RN – Transposição do rio São Francisco é questionada por técnicos, movimentos socioambientais, religiosos, comunidades indígenas e de pescadores. Vinculação a projetos do agronegócio poderá intensificar a desertificação da região Nordeste

UF: RN

Município Atingido: Mossoró (RN)

Outros Municípios: Mossoró (RN)

População: Agricultores familiares, Pescadores artesanais, Quilombolas, Ribeirinhos

Atividades Geradoras do Conflito: Atuação de entidades governamentais, Barragens e hidrelétricas, Políticas públicas e legislação ambiental, Transposição de bacias hidrográficas

Impactos Socioambientais: Alteração no regime tradicional de uso e ocupação do território, Desmatamento e/ou queimada, Falta / irregularidade na autorização ou licenciamento ambiental, Invasão / dano a área protegida ou unidade de conservação

Danos à Saúde: Insegurança alimentar, Piora na qualidade de vida

Síntese

O “Projeto de Integração do rio São Francisco com as Bacias Hidrográficas do Nordeste Setentrional” designa um empreendimento do Governo Federal. Está sob a responsabilidade do Ministério da Integração Nacional e está orçado aproximadamente em R$ 4,5 bilhões. Objetiva a construção de dois canais que irão, segundo os seus formuladores, irrigar partes áridas e pouco aproveitadas economicamente da região Nordeste e semiárida do país. Estes canais irão afetar e reduzir o impacto da seca nos estados do Rio Grande do Norte, Ceará, Paraíba e Pernambuco.

Os benefícios de tal projeto vêm sendo questionados por diversos grupos sociais: de trabalhadores rurais a pescadores, de indígenas a quilombolas, de ongs e movimentos sociais e ambientais a setores da Igreja Católica. Todos eles serão afetados, de forma direta ou indireta, pela construção dos canais. O impacto ambiental sobre o semiárido parece evidente.

------------------------------------

TAREFA: Reproduza o trecho sobre a transposição do rio São Francisco a partir das palavras "Danos à Saúde: Insegurança" até depois de "Paraíba e Pernambuco.", substituindo "Governo Federal" por "Poder Executivo federal".

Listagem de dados
------------------------------------

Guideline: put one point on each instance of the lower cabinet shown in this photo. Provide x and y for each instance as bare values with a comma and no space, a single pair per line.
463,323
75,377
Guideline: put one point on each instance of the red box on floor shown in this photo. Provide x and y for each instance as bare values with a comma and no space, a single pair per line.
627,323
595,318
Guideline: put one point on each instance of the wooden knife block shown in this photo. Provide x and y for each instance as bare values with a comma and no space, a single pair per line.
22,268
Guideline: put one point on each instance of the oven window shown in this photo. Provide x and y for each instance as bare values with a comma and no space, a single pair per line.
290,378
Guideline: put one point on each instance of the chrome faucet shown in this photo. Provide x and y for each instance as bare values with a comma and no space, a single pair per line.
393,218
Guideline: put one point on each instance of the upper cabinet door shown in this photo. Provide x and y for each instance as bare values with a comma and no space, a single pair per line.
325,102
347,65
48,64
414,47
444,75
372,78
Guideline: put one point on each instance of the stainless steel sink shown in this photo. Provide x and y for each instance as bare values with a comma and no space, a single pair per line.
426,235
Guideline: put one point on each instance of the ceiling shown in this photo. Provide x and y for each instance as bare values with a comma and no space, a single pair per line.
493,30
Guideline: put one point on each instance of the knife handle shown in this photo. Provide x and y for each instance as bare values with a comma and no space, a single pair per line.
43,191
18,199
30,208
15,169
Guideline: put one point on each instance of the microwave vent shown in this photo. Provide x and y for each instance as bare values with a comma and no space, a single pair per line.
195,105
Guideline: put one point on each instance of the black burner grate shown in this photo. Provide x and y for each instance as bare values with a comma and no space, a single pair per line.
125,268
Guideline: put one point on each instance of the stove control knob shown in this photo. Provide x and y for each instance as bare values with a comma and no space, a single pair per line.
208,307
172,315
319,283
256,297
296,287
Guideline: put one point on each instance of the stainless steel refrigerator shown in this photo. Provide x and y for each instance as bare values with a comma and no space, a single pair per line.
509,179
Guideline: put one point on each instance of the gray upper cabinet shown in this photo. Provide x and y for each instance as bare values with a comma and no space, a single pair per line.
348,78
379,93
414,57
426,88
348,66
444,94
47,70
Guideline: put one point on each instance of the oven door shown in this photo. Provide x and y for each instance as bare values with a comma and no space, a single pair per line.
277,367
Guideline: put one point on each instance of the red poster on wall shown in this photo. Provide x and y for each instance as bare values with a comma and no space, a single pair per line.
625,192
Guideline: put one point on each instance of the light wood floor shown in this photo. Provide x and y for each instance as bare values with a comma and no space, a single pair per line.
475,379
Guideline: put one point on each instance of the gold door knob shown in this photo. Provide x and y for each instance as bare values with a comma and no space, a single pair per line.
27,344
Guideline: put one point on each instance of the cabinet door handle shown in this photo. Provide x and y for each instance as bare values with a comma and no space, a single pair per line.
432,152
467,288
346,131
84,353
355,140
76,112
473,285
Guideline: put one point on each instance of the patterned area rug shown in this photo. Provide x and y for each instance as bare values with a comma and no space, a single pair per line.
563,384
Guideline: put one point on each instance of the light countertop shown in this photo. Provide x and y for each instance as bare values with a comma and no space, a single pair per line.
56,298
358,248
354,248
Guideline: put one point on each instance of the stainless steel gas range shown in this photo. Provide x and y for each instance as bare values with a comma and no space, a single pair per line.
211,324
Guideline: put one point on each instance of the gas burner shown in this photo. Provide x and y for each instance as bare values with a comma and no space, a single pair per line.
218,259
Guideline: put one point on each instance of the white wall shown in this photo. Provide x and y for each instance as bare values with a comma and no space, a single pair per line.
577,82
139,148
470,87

------------------------------------

RESULTADO FINAL:
Danos à Saúde: Insegurança alimentar, Piora na qualidade de vida

Síntese

O “Projeto de Integração do rio São Francisco com as Bacias Hidrográficas do Nordeste Setentrional” designa um empreendimento do Poder Executivo federal. Está sob a responsabilidade do Ministério da Integração Nacional e está orçado aproximadamente em R$ 4,5 bilhões. Objetiva a construção de dois canais que irão, segundo os seus formuladores, irrigar partes áridas e pouco aproveitadas economicamente da região Nordeste e semiárida do país. Estes canais irão afetar e reduzir o impacto da seca nos estados do Rio Grande do Norte, Ceará, Paraíba e Pernambuco.